TASK INSTRUCTIONS —
1. On the Hobart City F.C. page, turn the paragraph beginning "In 1977, Hobart City Azzurri was founded" into a short bulleted list that keeps its main facts.
2. Duplicate word for word the part of the Hobart City F.C. page between "Hobart City Football Club is" and "to Beachside FC.", inclusive.

SUPPLIED TEXT —

Hobart City F.C.
- Full name: Hobart City Football Club
- Nickname: Blowflies
- Founded: 1975
- Ground: Sandown Park, Sandy Bay
- Capacity: 500
- President: Adam Richards
- Manager: Romilton Amaral
- League: Southern Championship
- 2024: 9th of 9
- Website: https://hobartcitybeachsidefc.com/
| Home colours | Away colours |

= Hobart City Beachside F.C. =

Hobart City Football Club is an Australian semi-professional soccer club based in the suburb of Sandy Bay in Hobart, Tasmania. The club's colours are green and black. The club plays its home games at Sandown Park, known to fans as the Tropicana Cauldron or simply The Tropicana. In 2021, Beachside FC and Hobart City merged to form a club under the current name.

==History==
===Beachside FC===

Beachside FC was founded in 1975 under the name Howrah Soccer Club because it played in the Hobart suburb of Howrah. The club then adopted the name Beachside HSC when it moved to its current home near Long Beach, in Sandy Bay keeping the HSC from Howrah Soccer Club despite no longer playing in that suburb. In 2011, the name was changed subtly to Beachside FC.

===Hobart City===
In 1977, Hobart City Azzurri was founded to provide a youth soccer club for the Italian community. In 1981, the Club changed its name to Hobart City FC, as a result of a mandate from Soccer Australia to remove all ethnic based names club titles. In 1986, the club become the Southern Tasmanian Seniors Division 1 Premiers and Knock Out Cup Winners. The club ceased to exist in late 1991, with its members joining other clubs or retiring. In 2021, family members of the original founders, began a re-creation of the Hobart City Azzurri.

===Merger===
In 2021, Beachside FC and Hobart City FC merged to form a new club under the name Hobart City Beachside FC and later changed to Hobart City FC In 2023

==Team Honours==
- Southern Championship 1 Champions (2014, 2015, 2016, 2017, 2018, 2019)
- 2019 Men's Summer Cup Division A
- 2013 Southern Premier League Champions
- 2010 Southern Tasmanian Division One Champions (Promoted to Southern Championship)

RECORD EXCERPTS —
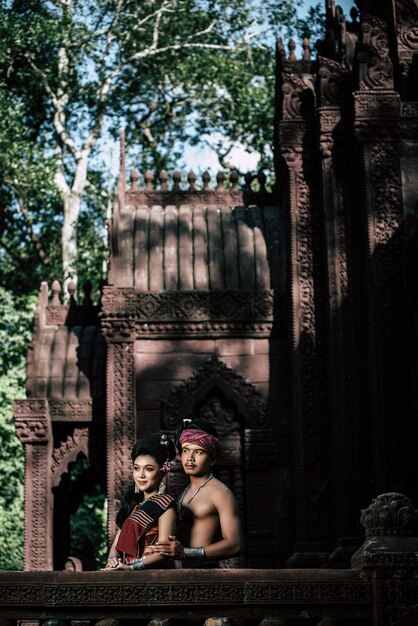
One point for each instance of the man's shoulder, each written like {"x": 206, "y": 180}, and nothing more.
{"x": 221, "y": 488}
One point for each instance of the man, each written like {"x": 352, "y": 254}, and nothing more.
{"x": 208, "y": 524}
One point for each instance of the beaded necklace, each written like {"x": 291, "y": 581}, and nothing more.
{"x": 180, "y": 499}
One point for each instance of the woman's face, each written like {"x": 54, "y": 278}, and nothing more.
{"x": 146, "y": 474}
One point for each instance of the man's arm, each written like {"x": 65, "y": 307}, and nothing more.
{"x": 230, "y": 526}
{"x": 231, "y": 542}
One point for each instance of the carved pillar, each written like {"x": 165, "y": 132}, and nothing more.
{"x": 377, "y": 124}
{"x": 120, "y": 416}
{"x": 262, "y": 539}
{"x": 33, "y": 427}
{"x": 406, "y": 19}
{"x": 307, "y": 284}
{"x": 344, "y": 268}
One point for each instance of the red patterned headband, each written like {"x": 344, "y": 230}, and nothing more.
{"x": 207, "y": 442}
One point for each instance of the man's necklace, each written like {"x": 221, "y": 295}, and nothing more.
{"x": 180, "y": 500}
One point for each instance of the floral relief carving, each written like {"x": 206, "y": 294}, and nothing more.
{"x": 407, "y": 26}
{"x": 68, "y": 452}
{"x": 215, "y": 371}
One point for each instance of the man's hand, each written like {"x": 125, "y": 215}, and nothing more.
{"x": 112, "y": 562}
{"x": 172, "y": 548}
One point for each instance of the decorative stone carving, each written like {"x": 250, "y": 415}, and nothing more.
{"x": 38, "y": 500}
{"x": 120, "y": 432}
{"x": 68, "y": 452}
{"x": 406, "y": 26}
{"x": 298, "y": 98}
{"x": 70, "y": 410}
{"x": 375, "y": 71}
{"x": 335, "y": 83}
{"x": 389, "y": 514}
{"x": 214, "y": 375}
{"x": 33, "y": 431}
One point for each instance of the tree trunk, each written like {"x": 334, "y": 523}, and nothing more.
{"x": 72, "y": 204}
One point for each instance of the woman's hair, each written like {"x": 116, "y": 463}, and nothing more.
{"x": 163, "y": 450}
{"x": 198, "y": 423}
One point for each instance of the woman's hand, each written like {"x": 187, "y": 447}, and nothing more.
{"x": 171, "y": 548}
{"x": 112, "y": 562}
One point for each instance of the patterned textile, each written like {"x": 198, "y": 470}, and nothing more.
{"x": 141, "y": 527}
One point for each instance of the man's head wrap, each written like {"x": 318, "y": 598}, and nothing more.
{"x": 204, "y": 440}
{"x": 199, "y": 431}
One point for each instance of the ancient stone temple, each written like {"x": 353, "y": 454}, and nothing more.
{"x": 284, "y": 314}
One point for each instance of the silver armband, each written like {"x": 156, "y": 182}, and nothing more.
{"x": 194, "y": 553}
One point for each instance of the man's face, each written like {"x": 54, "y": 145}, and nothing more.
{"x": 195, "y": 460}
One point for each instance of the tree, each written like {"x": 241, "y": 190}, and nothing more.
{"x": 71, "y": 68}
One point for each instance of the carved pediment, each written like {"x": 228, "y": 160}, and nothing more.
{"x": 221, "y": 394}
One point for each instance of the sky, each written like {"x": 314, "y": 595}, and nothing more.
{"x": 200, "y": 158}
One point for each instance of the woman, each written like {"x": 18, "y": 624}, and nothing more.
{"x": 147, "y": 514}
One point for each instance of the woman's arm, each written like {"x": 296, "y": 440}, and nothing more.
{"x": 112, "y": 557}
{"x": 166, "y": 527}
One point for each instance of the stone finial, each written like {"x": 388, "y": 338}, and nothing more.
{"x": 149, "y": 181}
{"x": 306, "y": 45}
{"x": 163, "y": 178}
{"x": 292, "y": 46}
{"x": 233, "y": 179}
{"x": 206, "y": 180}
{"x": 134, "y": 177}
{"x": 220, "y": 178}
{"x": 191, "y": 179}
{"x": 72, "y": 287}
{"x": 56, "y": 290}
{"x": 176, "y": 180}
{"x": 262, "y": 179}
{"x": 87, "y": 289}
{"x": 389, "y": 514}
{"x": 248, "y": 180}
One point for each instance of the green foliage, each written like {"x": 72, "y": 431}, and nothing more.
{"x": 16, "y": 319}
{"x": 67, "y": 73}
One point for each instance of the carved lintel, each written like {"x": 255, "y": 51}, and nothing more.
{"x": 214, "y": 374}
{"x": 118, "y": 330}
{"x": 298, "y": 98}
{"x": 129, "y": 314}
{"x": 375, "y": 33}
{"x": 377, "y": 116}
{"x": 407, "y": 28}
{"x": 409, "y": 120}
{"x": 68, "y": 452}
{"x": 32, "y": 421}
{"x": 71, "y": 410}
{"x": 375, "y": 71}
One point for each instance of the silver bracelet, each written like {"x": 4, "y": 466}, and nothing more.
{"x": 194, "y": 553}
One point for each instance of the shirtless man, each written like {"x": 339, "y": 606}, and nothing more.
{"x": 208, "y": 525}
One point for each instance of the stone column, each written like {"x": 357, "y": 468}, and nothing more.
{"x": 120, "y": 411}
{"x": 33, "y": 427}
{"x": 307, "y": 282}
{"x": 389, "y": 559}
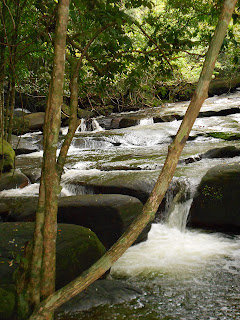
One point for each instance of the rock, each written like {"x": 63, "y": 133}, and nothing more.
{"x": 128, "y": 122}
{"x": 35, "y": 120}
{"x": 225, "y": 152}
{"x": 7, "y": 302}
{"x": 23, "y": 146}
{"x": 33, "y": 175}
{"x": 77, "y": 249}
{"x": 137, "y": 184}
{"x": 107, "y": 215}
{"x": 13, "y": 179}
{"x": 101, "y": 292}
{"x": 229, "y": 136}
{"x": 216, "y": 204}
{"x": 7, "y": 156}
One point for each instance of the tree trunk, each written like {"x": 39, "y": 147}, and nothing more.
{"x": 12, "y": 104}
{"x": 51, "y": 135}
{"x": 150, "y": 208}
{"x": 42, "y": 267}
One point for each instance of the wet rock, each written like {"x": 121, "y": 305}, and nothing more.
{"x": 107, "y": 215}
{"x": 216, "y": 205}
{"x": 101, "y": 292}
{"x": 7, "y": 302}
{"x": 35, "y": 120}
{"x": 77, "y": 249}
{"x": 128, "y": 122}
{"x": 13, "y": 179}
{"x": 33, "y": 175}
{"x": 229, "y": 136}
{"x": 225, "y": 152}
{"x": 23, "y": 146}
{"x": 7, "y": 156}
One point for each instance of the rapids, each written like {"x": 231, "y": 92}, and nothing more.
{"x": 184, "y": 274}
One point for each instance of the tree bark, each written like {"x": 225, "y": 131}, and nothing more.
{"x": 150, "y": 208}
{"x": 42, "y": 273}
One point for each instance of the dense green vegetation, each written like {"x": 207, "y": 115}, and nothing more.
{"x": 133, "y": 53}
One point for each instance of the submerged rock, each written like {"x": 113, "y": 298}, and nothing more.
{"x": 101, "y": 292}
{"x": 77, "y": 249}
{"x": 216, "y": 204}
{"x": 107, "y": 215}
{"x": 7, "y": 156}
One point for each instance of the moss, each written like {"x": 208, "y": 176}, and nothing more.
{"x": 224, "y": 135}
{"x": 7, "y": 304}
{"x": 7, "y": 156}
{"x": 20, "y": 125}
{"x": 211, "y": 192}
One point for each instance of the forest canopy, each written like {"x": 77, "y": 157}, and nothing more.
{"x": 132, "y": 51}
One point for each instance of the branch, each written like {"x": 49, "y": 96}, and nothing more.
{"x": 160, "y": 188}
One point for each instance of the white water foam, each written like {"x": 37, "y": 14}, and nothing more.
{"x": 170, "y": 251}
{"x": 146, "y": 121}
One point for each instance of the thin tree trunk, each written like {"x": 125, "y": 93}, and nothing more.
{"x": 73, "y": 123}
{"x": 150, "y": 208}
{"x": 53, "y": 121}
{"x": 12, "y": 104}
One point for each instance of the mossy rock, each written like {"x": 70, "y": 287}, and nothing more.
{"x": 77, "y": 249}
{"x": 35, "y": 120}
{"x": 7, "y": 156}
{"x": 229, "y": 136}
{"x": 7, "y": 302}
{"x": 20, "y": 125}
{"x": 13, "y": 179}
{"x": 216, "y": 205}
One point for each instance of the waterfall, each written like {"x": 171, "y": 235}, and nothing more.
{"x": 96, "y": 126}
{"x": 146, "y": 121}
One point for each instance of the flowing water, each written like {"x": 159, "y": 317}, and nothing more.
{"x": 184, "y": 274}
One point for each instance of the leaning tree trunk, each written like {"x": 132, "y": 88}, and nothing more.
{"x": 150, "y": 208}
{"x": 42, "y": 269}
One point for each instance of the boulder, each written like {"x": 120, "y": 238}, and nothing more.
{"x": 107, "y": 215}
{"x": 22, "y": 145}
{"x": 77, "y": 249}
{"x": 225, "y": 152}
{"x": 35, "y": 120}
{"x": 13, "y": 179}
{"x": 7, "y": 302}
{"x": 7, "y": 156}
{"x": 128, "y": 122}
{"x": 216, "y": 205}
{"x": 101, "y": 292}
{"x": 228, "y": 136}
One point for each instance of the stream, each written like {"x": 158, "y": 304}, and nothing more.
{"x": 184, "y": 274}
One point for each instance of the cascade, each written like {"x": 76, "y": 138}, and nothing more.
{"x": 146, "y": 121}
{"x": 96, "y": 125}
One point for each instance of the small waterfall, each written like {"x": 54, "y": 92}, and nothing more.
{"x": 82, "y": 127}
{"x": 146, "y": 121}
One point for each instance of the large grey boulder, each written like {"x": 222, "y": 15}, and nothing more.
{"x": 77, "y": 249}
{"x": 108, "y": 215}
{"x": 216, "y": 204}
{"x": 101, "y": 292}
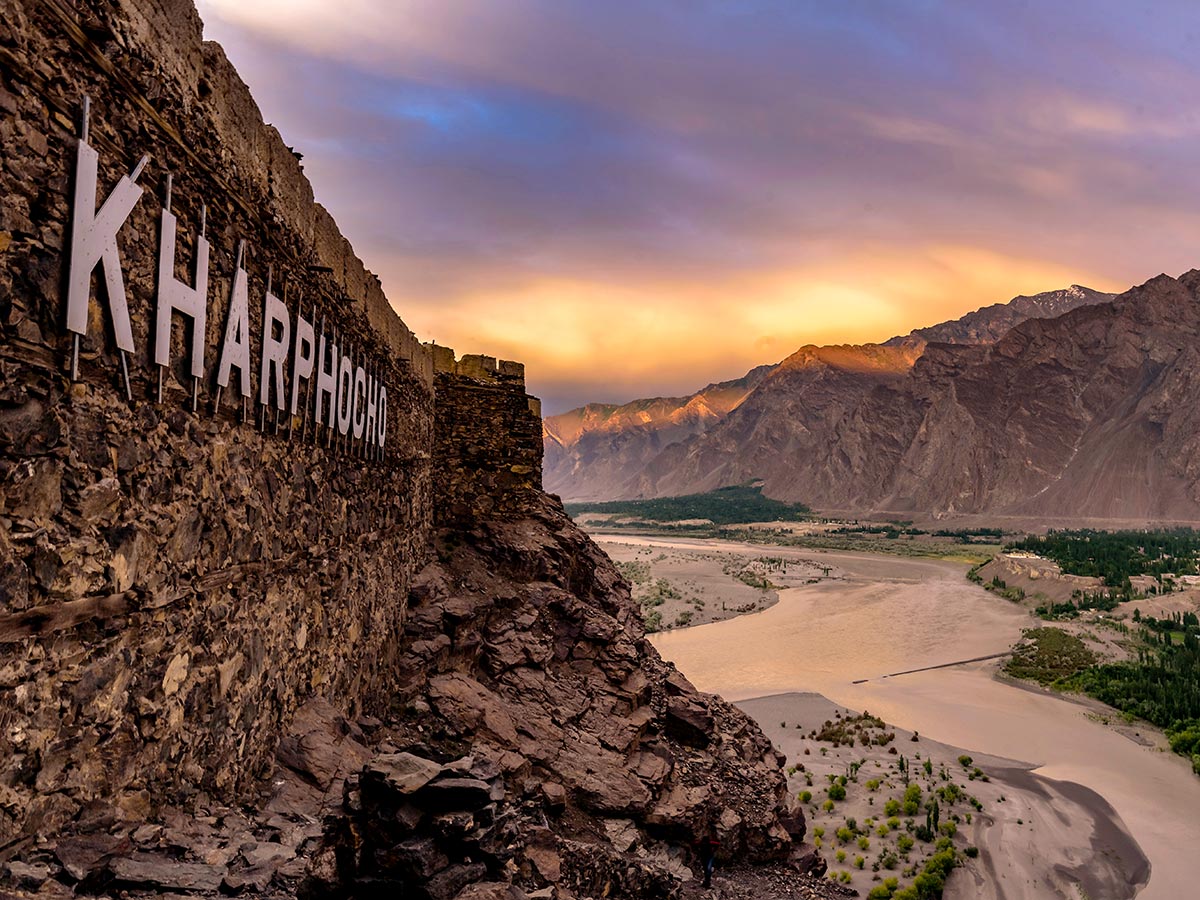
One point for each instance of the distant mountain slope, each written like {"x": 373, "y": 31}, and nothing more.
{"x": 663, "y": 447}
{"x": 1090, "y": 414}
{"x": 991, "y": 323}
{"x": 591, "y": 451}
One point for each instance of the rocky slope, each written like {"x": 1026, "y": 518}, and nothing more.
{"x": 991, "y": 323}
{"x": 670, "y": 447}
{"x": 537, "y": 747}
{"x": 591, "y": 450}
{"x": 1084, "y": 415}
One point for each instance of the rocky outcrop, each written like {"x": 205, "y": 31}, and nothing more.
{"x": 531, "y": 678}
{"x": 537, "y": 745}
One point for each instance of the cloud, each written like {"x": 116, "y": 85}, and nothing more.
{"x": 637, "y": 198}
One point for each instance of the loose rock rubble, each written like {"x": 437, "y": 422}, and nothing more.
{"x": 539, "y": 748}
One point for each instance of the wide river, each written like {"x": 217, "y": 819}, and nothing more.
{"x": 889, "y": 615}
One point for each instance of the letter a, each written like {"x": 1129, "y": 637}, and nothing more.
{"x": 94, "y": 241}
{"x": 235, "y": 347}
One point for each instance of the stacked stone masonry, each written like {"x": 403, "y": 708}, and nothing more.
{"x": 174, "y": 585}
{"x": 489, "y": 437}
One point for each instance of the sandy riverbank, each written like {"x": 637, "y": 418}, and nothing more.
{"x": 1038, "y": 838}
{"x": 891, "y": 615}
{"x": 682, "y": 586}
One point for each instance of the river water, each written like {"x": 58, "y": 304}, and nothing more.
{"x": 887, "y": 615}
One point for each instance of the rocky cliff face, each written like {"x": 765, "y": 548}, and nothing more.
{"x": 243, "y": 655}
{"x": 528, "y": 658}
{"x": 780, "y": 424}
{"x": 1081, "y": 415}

SOLUTIONS —
1.
- 1977: Hobart City Azzurri was founded as a youth soccer club for the Italian community.
- 1981: It was renamed Hobart City FC after Soccer Australia required clubs to drop ethnic-based names.
- 1986: It won the Southern Tasmanian Seniors Division 1 Premiership and the Knock Out Cup.
- Late 1991: The club folded, and its members joined other clubs or retired.
- 2021: Family members of the original founders began re-creating Hobart City Azzurri.

2.
Hobart City Football Club is an Australian semi-professional soccer club based in the suburb of Sandy Bay in Hobart, Tasmania. The club's colours are green and black. The club plays its home games at Sandown Park, known to fans as the Tropicana Cauldron or simply The Tropicana. In 2021, Beachside FC and Hobart City merged to form a club under the current name.

==History==
===Beachside FC===

Beachside FC was founded in 1975 under the name Howrah Soccer Club because it played in the Hobart suburb of Howrah. The club then adopted the name Beachside HSC when it moved to its current home near Long Beach, in Sandy Bay keeping the HSC from Howrah Soccer Club despite no longer playing in that suburb. In 2011, the name was changed subtly to Beachside FC.